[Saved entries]
^^^^^^^^

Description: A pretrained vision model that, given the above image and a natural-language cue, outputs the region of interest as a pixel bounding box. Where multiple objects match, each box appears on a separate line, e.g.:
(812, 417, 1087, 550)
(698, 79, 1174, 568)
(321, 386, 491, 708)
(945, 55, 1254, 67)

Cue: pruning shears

^^^^^^^^

◆ **WHAT YOU SHOULD DO**
Exactly as given, set down all of the lines above.

◆ **SOLUTION FOR THIS PROBLEM**
Description: A pretrained vision model that, given the above image and a natural-language cue, outputs the region of interest as a pixel bounding box. Where multiple objects match, each box appears on a separate line, e.g.:
(812, 417, 1087, 550)
(698, 79, 1174, 568)
(321, 386, 491, 708)
(945, 55, 1254, 67)

Cue: pruning shears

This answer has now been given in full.